## Task brief
Reproduce the lines below verbatim, starting with the line that contains "In the image provided above, locate construction" and ending with the line that contains "[201,101,257,176]", both included.

################

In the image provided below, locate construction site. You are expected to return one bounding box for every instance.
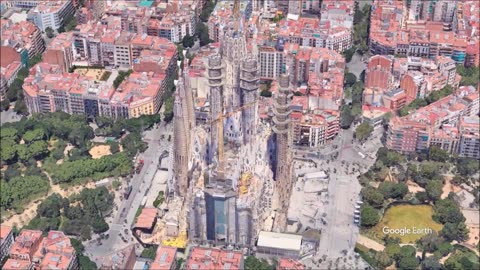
[133,1,294,251]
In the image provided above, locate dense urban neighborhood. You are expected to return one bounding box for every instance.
[0,0,480,270]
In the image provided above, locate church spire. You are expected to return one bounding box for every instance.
[233,0,240,20]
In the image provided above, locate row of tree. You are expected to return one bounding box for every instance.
[25,187,113,240]
[95,114,161,139]
[48,152,132,184]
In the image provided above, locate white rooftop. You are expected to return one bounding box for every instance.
[257,231,302,251]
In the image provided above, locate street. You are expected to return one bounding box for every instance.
[304,128,381,268]
[0,106,22,124]
[84,122,171,263]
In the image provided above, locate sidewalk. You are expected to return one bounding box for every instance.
[357,235,385,251]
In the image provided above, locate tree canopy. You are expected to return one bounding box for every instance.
[355,122,373,142]
[360,204,380,227]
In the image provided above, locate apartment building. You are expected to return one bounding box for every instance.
[0,46,22,101]
[277,258,305,270]
[42,32,73,72]
[0,225,14,261]
[105,1,203,42]
[363,55,461,110]
[207,0,253,42]
[458,115,480,159]
[365,55,394,91]
[386,86,479,155]
[369,0,480,66]
[2,230,78,270]
[274,17,352,52]
[27,0,75,31]
[10,230,43,264]
[23,63,167,118]
[73,17,177,69]
[0,19,45,61]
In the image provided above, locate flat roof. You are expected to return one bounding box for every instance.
[257,231,302,251]
[138,0,153,7]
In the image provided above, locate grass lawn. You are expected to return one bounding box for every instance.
[373,205,443,243]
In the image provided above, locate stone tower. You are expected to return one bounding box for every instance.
[183,59,196,133]
[173,63,192,197]
[240,58,259,144]
[206,55,225,162]
[273,74,293,231]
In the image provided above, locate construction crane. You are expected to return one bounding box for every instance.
[201,101,257,176]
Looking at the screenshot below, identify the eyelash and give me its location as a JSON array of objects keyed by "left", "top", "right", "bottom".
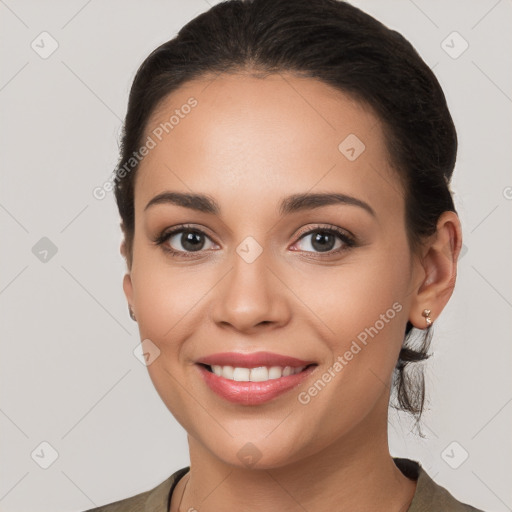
[{"left": 153, "top": 224, "right": 357, "bottom": 259}]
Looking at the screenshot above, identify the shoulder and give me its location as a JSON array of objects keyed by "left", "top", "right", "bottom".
[
  {"left": 395, "top": 459, "right": 484, "bottom": 512},
  {"left": 84, "top": 467, "right": 189, "bottom": 512}
]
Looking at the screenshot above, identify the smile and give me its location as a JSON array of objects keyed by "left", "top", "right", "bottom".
[
  {"left": 208, "top": 365, "right": 305, "bottom": 382},
  {"left": 195, "top": 352, "right": 318, "bottom": 405}
]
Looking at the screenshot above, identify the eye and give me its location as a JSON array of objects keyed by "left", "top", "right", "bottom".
[
  {"left": 153, "top": 225, "right": 356, "bottom": 258},
  {"left": 154, "top": 226, "right": 215, "bottom": 257},
  {"left": 297, "top": 226, "right": 355, "bottom": 255}
]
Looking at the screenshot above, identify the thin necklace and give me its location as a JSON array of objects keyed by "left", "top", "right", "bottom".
[{"left": 178, "top": 472, "right": 190, "bottom": 512}]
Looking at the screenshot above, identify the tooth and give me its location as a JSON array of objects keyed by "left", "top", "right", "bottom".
[
  {"left": 222, "top": 366, "right": 233, "bottom": 380},
  {"left": 212, "top": 364, "right": 222, "bottom": 377},
  {"left": 250, "top": 366, "right": 268, "bottom": 382},
  {"left": 233, "top": 368, "right": 251, "bottom": 382},
  {"left": 268, "top": 366, "right": 283, "bottom": 379}
]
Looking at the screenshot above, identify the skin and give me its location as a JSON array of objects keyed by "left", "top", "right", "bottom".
[{"left": 121, "top": 74, "right": 462, "bottom": 512}]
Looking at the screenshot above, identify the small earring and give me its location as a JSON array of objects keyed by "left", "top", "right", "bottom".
[{"left": 422, "top": 309, "right": 432, "bottom": 328}]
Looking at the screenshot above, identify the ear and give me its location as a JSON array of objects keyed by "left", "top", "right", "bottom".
[
  {"left": 120, "top": 240, "right": 133, "bottom": 305},
  {"left": 409, "top": 211, "right": 462, "bottom": 329}
]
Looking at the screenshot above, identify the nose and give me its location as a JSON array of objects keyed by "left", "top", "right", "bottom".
[{"left": 213, "top": 245, "right": 290, "bottom": 334}]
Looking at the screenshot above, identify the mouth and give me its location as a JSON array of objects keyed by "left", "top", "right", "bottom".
[{"left": 196, "top": 352, "right": 318, "bottom": 405}]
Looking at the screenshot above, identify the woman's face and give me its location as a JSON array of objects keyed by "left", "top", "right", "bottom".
[{"left": 124, "top": 75, "right": 421, "bottom": 467}]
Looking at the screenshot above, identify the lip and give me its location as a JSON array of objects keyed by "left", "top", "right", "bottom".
[
  {"left": 196, "top": 352, "right": 316, "bottom": 370},
  {"left": 196, "top": 352, "right": 317, "bottom": 405}
]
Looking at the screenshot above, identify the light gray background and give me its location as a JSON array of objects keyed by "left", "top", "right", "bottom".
[{"left": 0, "top": 0, "right": 512, "bottom": 512}]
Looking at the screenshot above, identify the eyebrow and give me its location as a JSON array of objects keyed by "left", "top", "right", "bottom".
[{"left": 144, "top": 191, "right": 376, "bottom": 217}]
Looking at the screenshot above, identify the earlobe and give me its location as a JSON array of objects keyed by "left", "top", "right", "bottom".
[{"left": 409, "top": 211, "right": 462, "bottom": 329}]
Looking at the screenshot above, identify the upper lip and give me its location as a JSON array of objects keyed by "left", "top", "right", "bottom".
[{"left": 196, "top": 352, "right": 316, "bottom": 368}]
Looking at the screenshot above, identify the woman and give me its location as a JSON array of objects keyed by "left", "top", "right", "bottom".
[{"left": 84, "top": 0, "right": 484, "bottom": 512}]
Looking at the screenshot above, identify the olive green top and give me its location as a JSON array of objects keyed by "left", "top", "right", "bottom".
[{"left": 85, "top": 458, "right": 483, "bottom": 512}]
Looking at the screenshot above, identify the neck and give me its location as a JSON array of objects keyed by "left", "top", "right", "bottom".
[{"left": 170, "top": 400, "right": 416, "bottom": 512}]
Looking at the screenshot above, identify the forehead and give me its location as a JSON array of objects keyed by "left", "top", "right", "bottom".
[{"left": 135, "top": 74, "right": 402, "bottom": 220}]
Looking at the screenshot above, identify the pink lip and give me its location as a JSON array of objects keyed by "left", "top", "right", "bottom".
[
  {"left": 197, "top": 365, "right": 316, "bottom": 405},
  {"left": 196, "top": 352, "right": 314, "bottom": 368},
  {"left": 196, "top": 352, "right": 316, "bottom": 405}
]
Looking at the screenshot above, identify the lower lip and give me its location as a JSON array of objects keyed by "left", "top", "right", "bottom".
[{"left": 197, "top": 365, "right": 316, "bottom": 405}]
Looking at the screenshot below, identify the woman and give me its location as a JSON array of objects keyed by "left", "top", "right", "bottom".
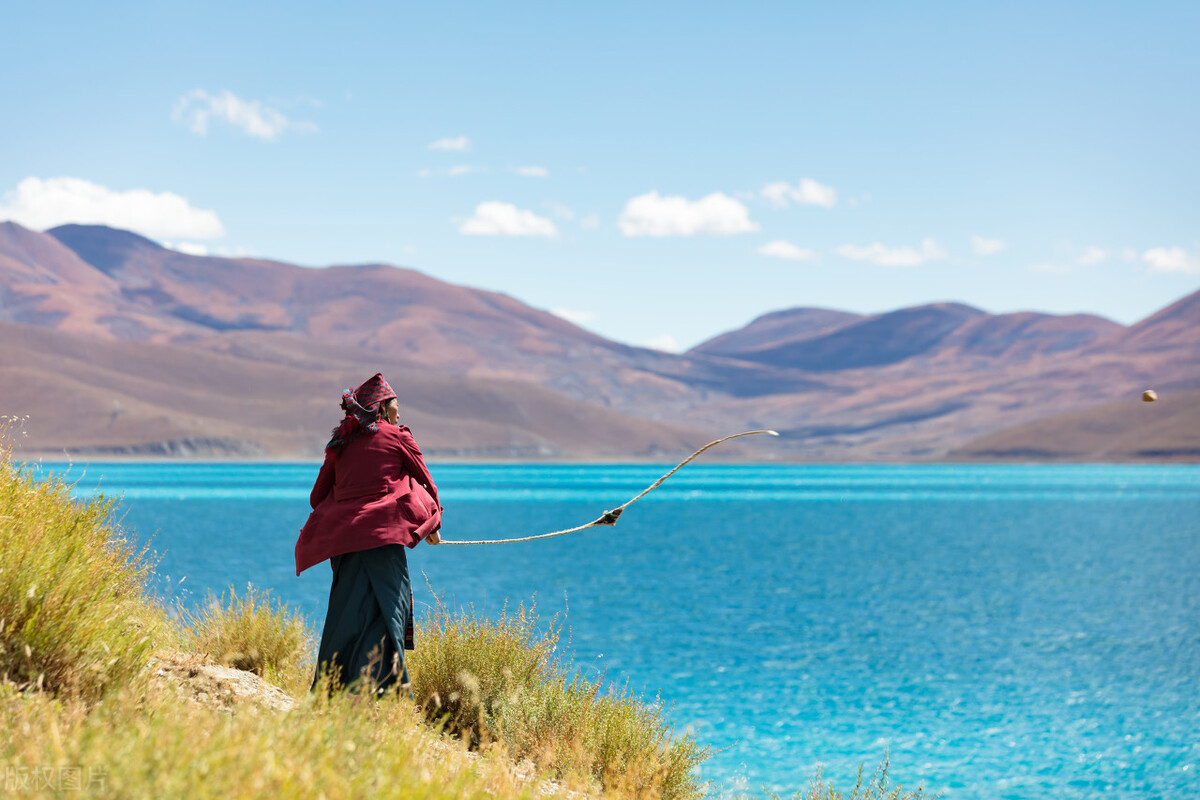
[{"left": 295, "top": 373, "right": 442, "bottom": 693}]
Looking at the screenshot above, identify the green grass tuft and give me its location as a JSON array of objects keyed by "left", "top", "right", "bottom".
[
  {"left": 0, "top": 432, "right": 170, "bottom": 700},
  {"left": 408, "top": 600, "right": 709, "bottom": 798},
  {"left": 186, "top": 585, "right": 316, "bottom": 693},
  {"left": 772, "top": 753, "right": 941, "bottom": 800}
]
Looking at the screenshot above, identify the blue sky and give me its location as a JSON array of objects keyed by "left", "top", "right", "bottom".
[{"left": 0, "top": 2, "right": 1200, "bottom": 348}]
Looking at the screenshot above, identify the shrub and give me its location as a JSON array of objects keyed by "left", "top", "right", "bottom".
[
  {"left": 409, "top": 599, "right": 709, "bottom": 798},
  {"left": 0, "top": 431, "right": 168, "bottom": 700}
]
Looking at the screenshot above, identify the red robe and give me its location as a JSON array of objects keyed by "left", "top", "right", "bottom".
[{"left": 295, "top": 420, "right": 442, "bottom": 575}]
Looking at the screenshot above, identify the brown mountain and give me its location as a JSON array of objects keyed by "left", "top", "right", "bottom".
[
  {"left": 0, "top": 323, "right": 720, "bottom": 458},
  {"left": 0, "top": 223, "right": 1200, "bottom": 461},
  {"left": 946, "top": 391, "right": 1200, "bottom": 461}
]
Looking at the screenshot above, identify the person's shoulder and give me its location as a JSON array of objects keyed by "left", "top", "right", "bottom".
[{"left": 379, "top": 420, "right": 413, "bottom": 439}]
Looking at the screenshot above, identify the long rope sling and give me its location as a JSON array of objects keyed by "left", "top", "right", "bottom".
[{"left": 442, "top": 431, "right": 779, "bottom": 545}]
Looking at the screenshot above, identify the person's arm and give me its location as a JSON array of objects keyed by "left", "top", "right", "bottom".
[
  {"left": 400, "top": 425, "right": 442, "bottom": 509},
  {"left": 308, "top": 450, "right": 337, "bottom": 509}
]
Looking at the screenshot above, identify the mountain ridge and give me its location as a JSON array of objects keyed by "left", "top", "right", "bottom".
[{"left": 0, "top": 223, "right": 1200, "bottom": 461}]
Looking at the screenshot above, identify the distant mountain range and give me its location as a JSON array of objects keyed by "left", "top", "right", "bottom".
[{"left": 0, "top": 222, "right": 1200, "bottom": 461}]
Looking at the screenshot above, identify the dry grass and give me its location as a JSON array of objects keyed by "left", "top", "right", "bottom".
[
  {"left": 186, "top": 585, "right": 316, "bottom": 693},
  {"left": 0, "top": 426, "right": 170, "bottom": 700},
  {"left": 409, "top": 601, "right": 709, "bottom": 798},
  {"left": 0, "top": 431, "right": 924, "bottom": 800},
  {"left": 772, "top": 753, "right": 941, "bottom": 800}
]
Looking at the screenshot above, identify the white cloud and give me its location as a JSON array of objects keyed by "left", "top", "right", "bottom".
[
  {"left": 170, "top": 89, "right": 304, "bottom": 142},
  {"left": 1076, "top": 245, "right": 1109, "bottom": 266},
  {"left": 458, "top": 200, "right": 558, "bottom": 236},
  {"left": 642, "top": 333, "right": 682, "bottom": 353},
  {"left": 971, "top": 236, "right": 1008, "bottom": 255},
  {"left": 1030, "top": 263, "right": 1075, "bottom": 275},
  {"left": 762, "top": 178, "right": 838, "bottom": 209},
  {"left": 550, "top": 308, "right": 596, "bottom": 325},
  {"left": 162, "top": 241, "right": 209, "bottom": 255},
  {"left": 550, "top": 201, "right": 575, "bottom": 219},
  {"left": 428, "top": 136, "right": 470, "bottom": 152},
  {"left": 835, "top": 239, "right": 946, "bottom": 266},
  {"left": 758, "top": 239, "right": 817, "bottom": 261},
  {"left": 214, "top": 245, "right": 258, "bottom": 258},
  {"left": 416, "top": 164, "right": 488, "bottom": 178},
  {"left": 617, "top": 192, "right": 758, "bottom": 236},
  {"left": 0, "top": 178, "right": 224, "bottom": 239},
  {"left": 1141, "top": 247, "right": 1200, "bottom": 275}
]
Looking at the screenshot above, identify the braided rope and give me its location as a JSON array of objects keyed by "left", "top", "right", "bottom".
[{"left": 440, "top": 431, "right": 779, "bottom": 545}]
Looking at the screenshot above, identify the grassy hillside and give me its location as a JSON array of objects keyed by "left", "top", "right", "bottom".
[{"left": 0, "top": 431, "right": 923, "bottom": 800}]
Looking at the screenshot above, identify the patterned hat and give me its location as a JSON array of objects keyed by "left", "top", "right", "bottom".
[{"left": 325, "top": 372, "right": 396, "bottom": 452}]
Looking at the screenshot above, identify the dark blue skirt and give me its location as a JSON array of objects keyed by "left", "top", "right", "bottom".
[{"left": 313, "top": 545, "right": 413, "bottom": 692}]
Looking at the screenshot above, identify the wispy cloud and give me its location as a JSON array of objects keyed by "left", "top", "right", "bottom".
[
  {"left": 428, "top": 136, "right": 470, "bottom": 152},
  {"left": 0, "top": 178, "right": 224, "bottom": 239},
  {"left": 617, "top": 192, "right": 758, "bottom": 236},
  {"left": 1141, "top": 247, "right": 1200, "bottom": 275},
  {"left": 416, "top": 164, "right": 488, "bottom": 178},
  {"left": 762, "top": 178, "right": 838, "bottom": 209},
  {"left": 1076, "top": 245, "right": 1109, "bottom": 266},
  {"left": 458, "top": 200, "right": 558, "bottom": 237},
  {"left": 550, "top": 203, "right": 575, "bottom": 219},
  {"left": 757, "top": 239, "right": 817, "bottom": 261},
  {"left": 971, "top": 236, "right": 1008, "bottom": 255},
  {"left": 170, "top": 89, "right": 317, "bottom": 142},
  {"left": 835, "top": 239, "right": 946, "bottom": 266}
]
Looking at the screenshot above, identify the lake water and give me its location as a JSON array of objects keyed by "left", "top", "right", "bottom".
[{"left": 28, "top": 463, "right": 1200, "bottom": 799}]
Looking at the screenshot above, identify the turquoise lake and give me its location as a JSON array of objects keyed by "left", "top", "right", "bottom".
[{"left": 32, "top": 463, "right": 1200, "bottom": 799}]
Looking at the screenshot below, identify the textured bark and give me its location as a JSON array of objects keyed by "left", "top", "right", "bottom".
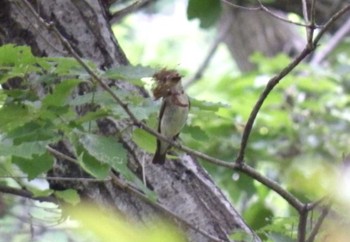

################

## Solution to this exercise
In the image provided above, locate construction crane. You are expected to return one bounding box for every instance.
[201,101,257,176]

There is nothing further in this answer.